* **WORK INSTRUCTIONS**: Arrange the items below as a two-column CSV with the header input,output and one row per item. Put each item's text and its answer in one quoted field each, with line breaks replaced by spaces.

Records from a dataset
################

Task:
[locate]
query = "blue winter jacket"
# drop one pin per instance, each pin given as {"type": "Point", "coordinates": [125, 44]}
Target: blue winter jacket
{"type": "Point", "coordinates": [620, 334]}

################

* **OUTPUT**:
input,output
"Task: [locate] query = ""blue winter jacket"" # drop one pin per instance, each pin given as {""type"": ""Point"", ""coordinates"": [125, 44]} Target: blue winter jacket","{""type"": ""Point"", ""coordinates"": [620, 334]}"